** PASSAGE TO READ **
***
Jones attempted a free throw for every two shots he took. That's awesome. Getting to the free throw line is possibly the most universal marker of success in a prospect, across all positions. For reference, Kevin Love's highest free throw rate in any single NBA season is .488 (different level, I know, but just so you get a feel for the sheer frequency he drew fouls at)
He also took...and made...three point shots. Tyus attempted eight field goals a game. Three of those field goals were from The Great Beyond, which he hit a solid 38% of.
|Michigan St (Nov 18)||4-5||2-3||7-7|
|Wisconsin (Dec 3)||7-11||2-3||6-8|
|UCONN (Dec 18)||5-11||2-6||9-10|
|Toledo (Dec 29)||2-3||2-3||9-9|
|St Johns (Jan 25)||5-11||2-5||10-10|
|UNC (Mar 7)||5-10||2-4||12-12|
He's getting to the basket. He's taking 3s he can make. He's drawing fouls like a madman. Yeah. That's really great shot selection. That bodes really well for his future.
All this adds up to something Jones is universally praised for - high basketball IQ. He understands the game, and knows how to play it efficiently and effectively. Tyus essentially does what you want a modern NBA point guard to do: move the ball, attack the basket, and bomb away from three.
But there's a couple reasons he's still projected out of the lottery.
First, he's not physically or athletically overwhelming. He measured better than expected at the combine, but 6'2" with a 6'5" reach is still pretty average, and he never showed great speed or explosiveness with the ball at Duke. This means he may not be able to get by the defense in the NBA like he could in college, which would eliminate a lot of his foul draws, and could pose a problem finishing layups through contact. It also means he might have trouble defending the ball as well, as there's certainly no shortage of blindingly quick point guards out there.
Second, his physical and athletic limitations also potentially cap his...well, potential. How much upside does he have? Granted, that's not the biggest concern when you're picking in the 18-25 range, but like I said, there's a reason he's not likely going to be a lottery pick.
And of course, there's the concern about Flip. Which isn't really Tyus' problem, but also will be a huge problem for Tyus if the Wolves draft him. Again, two of Jones' biggest strengths are in the pick-and-roll and beyond the arc - two areas of basketball that Saunders inexplicably, systematically avoids. Oi. The Wolves are a case study in point guards playing incompatible systems - Flynn/Rambis, Sessions/Rambis, Rubio/Adelman, Rubio/Saunders. It doesn't work.
***
Referring expression pointing data
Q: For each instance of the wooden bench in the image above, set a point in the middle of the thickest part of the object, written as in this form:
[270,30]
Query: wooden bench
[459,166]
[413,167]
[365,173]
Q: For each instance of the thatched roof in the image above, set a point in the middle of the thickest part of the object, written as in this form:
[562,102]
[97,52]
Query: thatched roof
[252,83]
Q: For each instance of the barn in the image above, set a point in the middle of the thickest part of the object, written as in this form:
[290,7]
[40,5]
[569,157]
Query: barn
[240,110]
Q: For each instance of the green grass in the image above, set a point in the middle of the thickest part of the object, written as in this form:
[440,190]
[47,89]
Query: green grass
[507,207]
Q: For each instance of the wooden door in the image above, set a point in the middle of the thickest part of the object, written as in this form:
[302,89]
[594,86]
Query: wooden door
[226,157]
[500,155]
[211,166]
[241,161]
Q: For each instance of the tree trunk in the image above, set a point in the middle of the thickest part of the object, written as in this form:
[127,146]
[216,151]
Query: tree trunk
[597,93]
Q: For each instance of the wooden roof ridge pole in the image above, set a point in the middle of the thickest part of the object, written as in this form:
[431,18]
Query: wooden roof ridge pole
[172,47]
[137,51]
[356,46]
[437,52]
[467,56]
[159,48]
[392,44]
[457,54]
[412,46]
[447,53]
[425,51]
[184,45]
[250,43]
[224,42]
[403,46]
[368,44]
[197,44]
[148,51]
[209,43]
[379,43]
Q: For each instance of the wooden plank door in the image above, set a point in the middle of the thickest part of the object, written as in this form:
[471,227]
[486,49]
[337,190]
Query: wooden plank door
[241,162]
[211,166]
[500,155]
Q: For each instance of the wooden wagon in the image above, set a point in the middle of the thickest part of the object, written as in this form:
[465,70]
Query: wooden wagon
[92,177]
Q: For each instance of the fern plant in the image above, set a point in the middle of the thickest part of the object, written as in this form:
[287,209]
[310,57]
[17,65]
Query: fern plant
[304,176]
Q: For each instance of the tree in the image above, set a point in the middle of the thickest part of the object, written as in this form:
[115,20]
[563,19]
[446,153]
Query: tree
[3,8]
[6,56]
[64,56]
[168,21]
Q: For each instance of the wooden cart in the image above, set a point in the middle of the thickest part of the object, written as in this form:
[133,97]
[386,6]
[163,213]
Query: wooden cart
***
** ACTIONS TO TAKE **
A. Duplicate everything in the text on Tyus Jones from "First, he's not" down to "guards out there.".
B. Using the text on Tyus Jones, answer these:
(i) How many field goals a game did Tyus attempt?
(ii) What height and reach did he measure?
(iii) What pick range does the writer say upside is not the biggest concern in?

** RESPONSES TO THE EXERCISE **
A.
First, he's not physically or athletically overwhelming. He measured better than expected at the combine, but 6'2" with a 6'5" reach is still pretty average, and he never showed great speed or explosiveness with the ball at Duke. This means he may not be able to get by the defense in the NBA like he could in college, which would eliminate a lot of his foul draws, and could pose a problem finishing layups through contact. It also means he might have trouble defending the ball as well, as there's certainly no shortage of blindingly quick point guards out there.

B.
(i) Eight
(ii) 6'2" with a 6'5" reach
(iii) The 18-25 range